YOUR GOAL:
Looking at the data below, count the lines that contain the string "rise". Write only the total.

------------------------------

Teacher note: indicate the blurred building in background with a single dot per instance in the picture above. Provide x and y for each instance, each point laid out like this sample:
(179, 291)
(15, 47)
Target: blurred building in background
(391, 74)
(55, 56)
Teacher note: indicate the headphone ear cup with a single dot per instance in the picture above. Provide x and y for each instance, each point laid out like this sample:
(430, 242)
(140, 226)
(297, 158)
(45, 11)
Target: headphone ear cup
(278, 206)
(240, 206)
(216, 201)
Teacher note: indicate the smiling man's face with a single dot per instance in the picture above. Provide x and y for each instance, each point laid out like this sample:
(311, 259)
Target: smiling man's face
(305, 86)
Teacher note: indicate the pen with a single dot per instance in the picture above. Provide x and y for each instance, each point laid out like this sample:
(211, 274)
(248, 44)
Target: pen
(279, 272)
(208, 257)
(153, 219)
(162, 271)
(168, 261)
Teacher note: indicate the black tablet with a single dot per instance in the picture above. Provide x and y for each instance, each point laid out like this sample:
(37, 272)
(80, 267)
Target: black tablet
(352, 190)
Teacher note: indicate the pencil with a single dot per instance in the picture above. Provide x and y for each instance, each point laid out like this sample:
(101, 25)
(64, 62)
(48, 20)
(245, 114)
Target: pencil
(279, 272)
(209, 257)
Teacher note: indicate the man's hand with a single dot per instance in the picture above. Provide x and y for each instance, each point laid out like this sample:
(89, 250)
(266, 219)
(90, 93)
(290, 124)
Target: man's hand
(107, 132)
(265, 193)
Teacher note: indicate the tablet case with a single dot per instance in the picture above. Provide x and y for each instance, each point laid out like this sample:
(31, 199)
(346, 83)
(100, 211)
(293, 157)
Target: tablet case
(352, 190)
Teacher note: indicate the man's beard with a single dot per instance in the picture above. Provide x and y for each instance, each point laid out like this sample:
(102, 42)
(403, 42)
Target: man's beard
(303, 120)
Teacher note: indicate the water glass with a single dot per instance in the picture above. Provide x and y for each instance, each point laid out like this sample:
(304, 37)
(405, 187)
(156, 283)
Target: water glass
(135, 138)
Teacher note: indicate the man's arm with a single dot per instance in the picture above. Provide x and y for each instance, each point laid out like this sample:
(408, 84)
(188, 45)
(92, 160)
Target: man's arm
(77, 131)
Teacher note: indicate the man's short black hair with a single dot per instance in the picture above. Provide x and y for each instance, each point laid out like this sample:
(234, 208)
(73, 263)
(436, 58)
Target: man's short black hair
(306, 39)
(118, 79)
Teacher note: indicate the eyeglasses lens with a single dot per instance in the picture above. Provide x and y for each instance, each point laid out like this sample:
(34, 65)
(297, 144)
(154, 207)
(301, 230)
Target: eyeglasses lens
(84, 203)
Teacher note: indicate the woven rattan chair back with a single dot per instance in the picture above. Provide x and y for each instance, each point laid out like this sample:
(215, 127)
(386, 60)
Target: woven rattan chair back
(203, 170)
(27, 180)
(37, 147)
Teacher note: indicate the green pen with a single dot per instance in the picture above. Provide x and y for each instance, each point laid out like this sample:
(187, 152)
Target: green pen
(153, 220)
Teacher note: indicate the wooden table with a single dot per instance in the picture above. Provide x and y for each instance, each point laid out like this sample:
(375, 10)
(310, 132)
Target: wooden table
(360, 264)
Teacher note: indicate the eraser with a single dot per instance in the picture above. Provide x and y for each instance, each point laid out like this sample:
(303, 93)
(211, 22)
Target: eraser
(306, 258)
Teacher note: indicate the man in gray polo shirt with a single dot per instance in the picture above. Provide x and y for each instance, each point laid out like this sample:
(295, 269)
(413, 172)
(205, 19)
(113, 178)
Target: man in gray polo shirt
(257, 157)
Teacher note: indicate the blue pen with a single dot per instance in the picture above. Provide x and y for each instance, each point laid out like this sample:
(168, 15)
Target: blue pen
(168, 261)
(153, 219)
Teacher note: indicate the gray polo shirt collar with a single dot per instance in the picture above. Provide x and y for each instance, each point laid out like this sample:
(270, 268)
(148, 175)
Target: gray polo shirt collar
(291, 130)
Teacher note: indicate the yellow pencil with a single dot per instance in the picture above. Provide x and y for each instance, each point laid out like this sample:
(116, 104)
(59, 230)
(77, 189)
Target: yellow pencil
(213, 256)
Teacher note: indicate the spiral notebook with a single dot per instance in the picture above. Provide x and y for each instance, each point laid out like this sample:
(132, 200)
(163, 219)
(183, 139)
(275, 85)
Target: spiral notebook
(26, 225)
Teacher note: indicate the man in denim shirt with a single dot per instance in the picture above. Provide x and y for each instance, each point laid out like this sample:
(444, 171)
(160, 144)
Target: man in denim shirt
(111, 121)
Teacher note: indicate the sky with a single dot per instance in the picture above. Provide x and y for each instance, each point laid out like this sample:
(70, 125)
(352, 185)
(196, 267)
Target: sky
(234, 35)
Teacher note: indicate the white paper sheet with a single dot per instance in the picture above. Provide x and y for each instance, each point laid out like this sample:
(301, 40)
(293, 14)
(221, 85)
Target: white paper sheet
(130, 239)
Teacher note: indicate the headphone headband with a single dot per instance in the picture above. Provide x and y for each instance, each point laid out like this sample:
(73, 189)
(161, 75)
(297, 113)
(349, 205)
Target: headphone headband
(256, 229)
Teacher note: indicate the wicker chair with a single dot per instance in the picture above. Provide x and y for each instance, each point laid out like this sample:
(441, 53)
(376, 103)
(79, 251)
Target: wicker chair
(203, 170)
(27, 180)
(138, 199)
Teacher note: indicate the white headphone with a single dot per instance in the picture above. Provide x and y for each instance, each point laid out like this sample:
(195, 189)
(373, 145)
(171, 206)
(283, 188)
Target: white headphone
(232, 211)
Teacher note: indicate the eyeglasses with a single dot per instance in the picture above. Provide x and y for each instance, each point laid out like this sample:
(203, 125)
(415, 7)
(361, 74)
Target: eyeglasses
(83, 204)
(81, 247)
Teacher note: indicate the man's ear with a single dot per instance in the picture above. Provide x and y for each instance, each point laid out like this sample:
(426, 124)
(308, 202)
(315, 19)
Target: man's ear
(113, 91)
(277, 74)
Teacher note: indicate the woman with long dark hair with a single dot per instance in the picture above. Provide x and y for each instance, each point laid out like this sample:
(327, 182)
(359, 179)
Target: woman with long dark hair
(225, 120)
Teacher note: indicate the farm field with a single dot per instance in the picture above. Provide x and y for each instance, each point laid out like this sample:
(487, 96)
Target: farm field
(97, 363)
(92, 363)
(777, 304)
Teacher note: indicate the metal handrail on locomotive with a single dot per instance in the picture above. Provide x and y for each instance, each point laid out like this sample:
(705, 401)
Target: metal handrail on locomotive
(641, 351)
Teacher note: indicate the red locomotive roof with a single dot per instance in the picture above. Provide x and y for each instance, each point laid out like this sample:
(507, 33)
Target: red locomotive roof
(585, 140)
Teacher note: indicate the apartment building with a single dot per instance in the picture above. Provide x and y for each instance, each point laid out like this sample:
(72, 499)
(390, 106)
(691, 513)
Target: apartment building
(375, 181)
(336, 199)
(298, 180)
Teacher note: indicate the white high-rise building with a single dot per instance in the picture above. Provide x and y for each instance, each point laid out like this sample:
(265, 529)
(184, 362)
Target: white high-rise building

------------------------------

RESPONSE FOR THIS EXERCISE:
2